▶ _Goal_
Reproduce the data below word for word, from its first line through the line containing "pixel 636 377", with both ends included. Leave the pictures out.

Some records

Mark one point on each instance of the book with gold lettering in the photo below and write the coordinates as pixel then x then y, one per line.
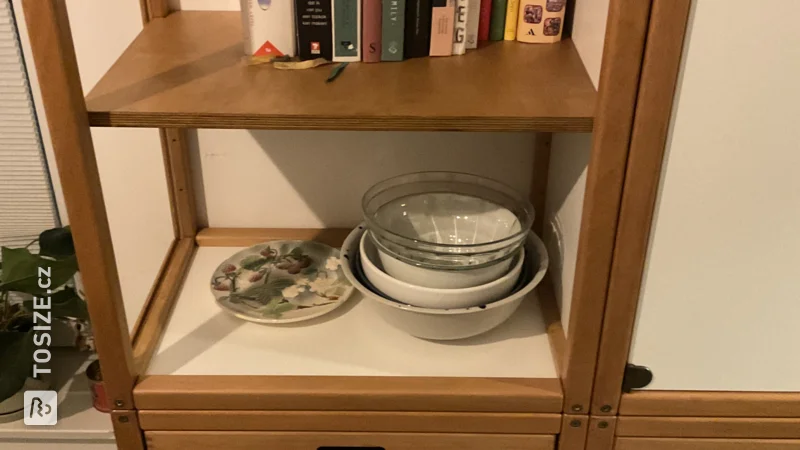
pixel 540 21
pixel 393 30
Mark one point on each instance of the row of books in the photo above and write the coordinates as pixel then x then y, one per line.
pixel 392 30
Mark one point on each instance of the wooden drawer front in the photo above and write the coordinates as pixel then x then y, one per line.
pixel 252 440
pixel 705 444
pixel 351 421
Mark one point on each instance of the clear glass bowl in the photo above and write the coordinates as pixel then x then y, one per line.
pixel 447 220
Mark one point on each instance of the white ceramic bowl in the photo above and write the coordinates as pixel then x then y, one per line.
pixel 434 298
pixel 437 324
pixel 447 220
pixel 440 279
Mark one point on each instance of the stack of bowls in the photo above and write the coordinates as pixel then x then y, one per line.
pixel 452 249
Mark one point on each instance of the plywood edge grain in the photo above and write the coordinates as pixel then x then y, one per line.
pixel 709 427
pixel 341 393
pixel 362 123
pixel 158 310
pixel 245 237
pixel 710 404
pixel 351 421
pixel 127 432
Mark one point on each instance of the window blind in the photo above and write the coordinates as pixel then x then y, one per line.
pixel 27 205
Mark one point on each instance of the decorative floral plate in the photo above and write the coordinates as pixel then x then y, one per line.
pixel 281 282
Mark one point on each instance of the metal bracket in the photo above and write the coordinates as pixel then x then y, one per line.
pixel 636 377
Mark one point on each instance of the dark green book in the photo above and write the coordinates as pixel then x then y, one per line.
pixel 497 29
pixel 393 30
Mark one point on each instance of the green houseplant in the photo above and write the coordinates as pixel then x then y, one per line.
pixel 35 289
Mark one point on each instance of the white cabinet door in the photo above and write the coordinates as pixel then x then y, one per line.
pixel 720 298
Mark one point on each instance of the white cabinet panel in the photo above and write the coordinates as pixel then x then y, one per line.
pixel 720 300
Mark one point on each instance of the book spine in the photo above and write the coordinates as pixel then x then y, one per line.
pixel 314 30
pixel 473 21
pixel 460 27
pixel 442 27
pixel 268 32
pixel 418 28
pixel 485 20
pixel 540 21
pixel 393 30
pixel 512 14
pixel 372 11
pixel 498 27
pixel 347 30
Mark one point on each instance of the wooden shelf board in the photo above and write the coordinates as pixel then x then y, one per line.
pixel 188 70
pixel 349 359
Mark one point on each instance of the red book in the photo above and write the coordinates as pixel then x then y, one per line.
pixel 371 12
pixel 485 21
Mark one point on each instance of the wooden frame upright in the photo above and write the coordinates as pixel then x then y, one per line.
pixel 667 419
pixel 530 406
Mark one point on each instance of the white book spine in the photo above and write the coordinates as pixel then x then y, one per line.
pixel 473 19
pixel 460 27
pixel 268 29
pixel 338 11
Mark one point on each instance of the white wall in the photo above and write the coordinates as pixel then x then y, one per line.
pixel 568 163
pixel 720 299
pixel 588 33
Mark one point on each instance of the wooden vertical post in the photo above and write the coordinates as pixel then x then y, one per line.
pixel 660 69
pixel 616 102
pixel 54 57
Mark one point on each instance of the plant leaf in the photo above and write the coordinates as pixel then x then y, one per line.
pixel 56 243
pixel 253 262
pixel 16 359
pixel 21 272
pixel 65 303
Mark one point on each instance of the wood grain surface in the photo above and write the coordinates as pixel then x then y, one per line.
pixel 62 95
pixel 127 433
pixel 157 311
pixel 601 433
pixel 252 440
pixel 341 393
pixel 662 60
pixel 627 443
pixel 188 70
pixel 702 427
pixel 573 432
pixel 710 404
pixel 177 165
pixel 245 237
pixel 351 421
pixel 619 79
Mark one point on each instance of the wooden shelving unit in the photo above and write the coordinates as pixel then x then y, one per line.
pixel 348 380
pixel 187 70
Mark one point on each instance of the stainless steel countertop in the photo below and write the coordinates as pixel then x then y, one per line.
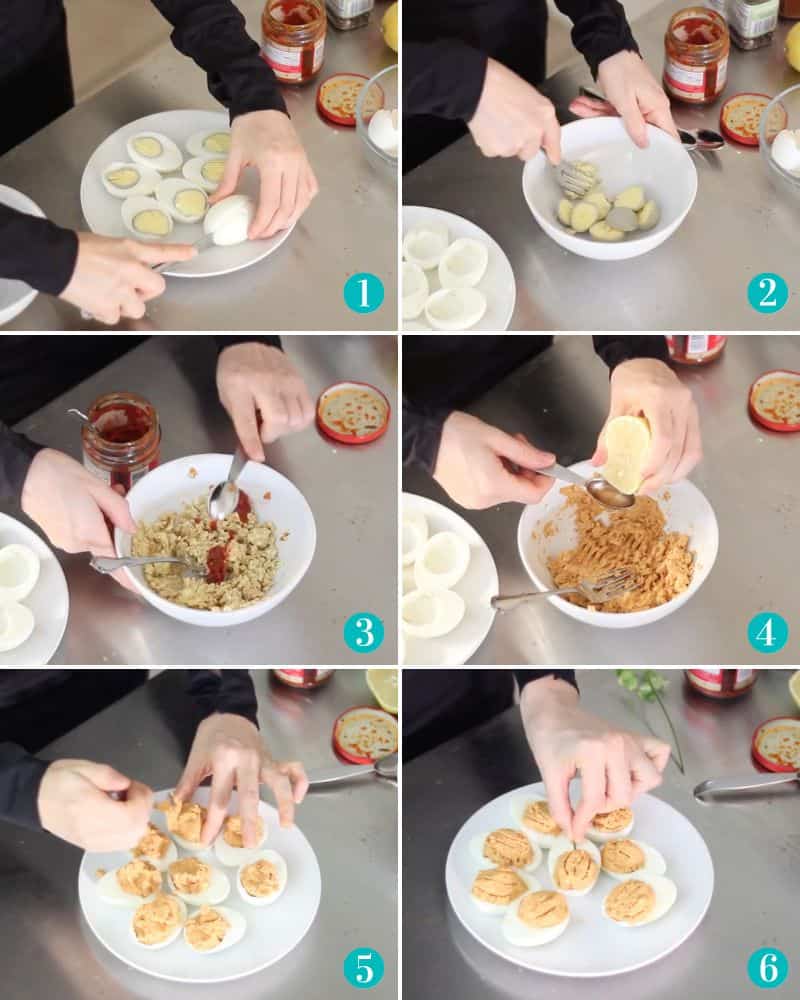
pixel 748 474
pixel 47 949
pixel 350 227
pixel 740 225
pixel 755 845
pixel 352 492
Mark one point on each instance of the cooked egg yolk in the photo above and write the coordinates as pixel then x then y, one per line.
pixel 537 817
pixel 207 929
pixel 508 847
pixel 260 878
pixel 190 202
pixel 631 901
pixel 213 170
pixel 139 878
pixel 622 856
pixel 123 177
pixel 190 876
pixel 154 922
pixel 152 222
pixel 498 885
pixel 611 822
pixel 575 870
pixel 543 909
pixel 147 145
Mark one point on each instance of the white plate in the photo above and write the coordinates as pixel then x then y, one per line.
pixel 272 931
pixel 592 945
pixel 478 585
pixel 102 211
pixel 49 600
pixel 497 284
pixel 170 486
pixel 686 510
pixel 15 296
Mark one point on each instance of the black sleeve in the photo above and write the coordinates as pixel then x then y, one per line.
pixel 442 78
pixel 16 454
pixel 20 777
pixel 36 251
pixel 618 348
pixel 224 691
pixel 600 29
pixel 213 34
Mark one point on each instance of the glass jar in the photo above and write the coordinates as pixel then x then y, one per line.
pixel 752 23
pixel 122 440
pixel 293 38
pixel 696 48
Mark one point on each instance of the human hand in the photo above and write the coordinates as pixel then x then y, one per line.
pixel 74 805
pixel 615 766
pixel 70 505
pixel 267 140
pixel 229 748
pixel 649 388
pixel 114 278
pixel 474 465
pixel 513 118
pixel 254 378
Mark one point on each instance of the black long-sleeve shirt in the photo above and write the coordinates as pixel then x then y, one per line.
pixel 446 47
pixel 21 773
pixel 211 32
pixel 444 373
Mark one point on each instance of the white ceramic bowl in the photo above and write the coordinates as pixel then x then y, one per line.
pixel 686 510
pixel 170 486
pixel 664 168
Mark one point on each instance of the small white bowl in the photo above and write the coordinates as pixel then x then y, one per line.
pixel 663 168
pixel 686 510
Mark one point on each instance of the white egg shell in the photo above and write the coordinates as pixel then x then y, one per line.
pixel 453 309
pixel 111 892
pixel 666 893
pixel 217 892
pixel 228 221
pixel 654 863
pixel 518 933
pixel 484 907
pixel 442 561
pixel 518 806
pixel 16 626
pixel 193 171
pixel 148 181
pixel 415 535
pixel 236 931
pixel 425 244
pixel 164 160
pixel 463 264
pixel 209 142
pixel 170 939
pixel 562 845
pixel 132 207
pixel 431 615
pixel 19 572
pixel 167 193
pixel 476 849
pixel 415 290
pixel 283 875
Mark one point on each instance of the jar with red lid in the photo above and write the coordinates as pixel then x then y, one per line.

▶ _Solution to the exercise_
Mark one point on each instance of the book with gold lettering in the photo below and write the coordinates as pixel then x then y, one per line.
pixel 540 21
pixel 393 30
Mark one point on each instance of the row of books in the photo above and write the coordinates as pixel then x then y, one per line.
pixel 392 30
Mark one point on each instance of the wooden drawer front in the photo above and write the coordinates as pixel then x then y, one per line.
pixel 252 440
pixel 705 444
pixel 351 421
Mark one point on each instance of the clear glass bowl in the photo above and write the coordinates as pixel then x then y, one per line.
pixel 447 220
Mark one point on each instance of the white ceramic bowl in the photo above and write the coordinates as pixel then x then y, one per line.
pixel 434 298
pixel 437 324
pixel 447 220
pixel 440 279
Mark one point on each instance of the stack of bowls in the photo above and write the coordinates as pixel then x then y, one per line.
pixel 452 249
Mark one point on each instance of the plywood edge grain in the photo above and write the coordinates as pixel then x then y, one per line.
pixel 709 427
pixel 341 393
pixel 362 123
pixel 158 310
pixel 245 237
pixel 710 404
pixel 351 421
pixel 127 432
Mark one point on each instance of the window blind in the photo above and write the coordinates as pixel then x then y, one per line.
pixel 27 205
Mark one point on each instance of the decorative floral plate in the photo above and write the coordinates as pixel then x then y, one per line.
pixel 281 282
Mark one point on each instance of the metal bracket in the photo above and write the coordinates as pixel then x then y, one per line.
pixel 636 377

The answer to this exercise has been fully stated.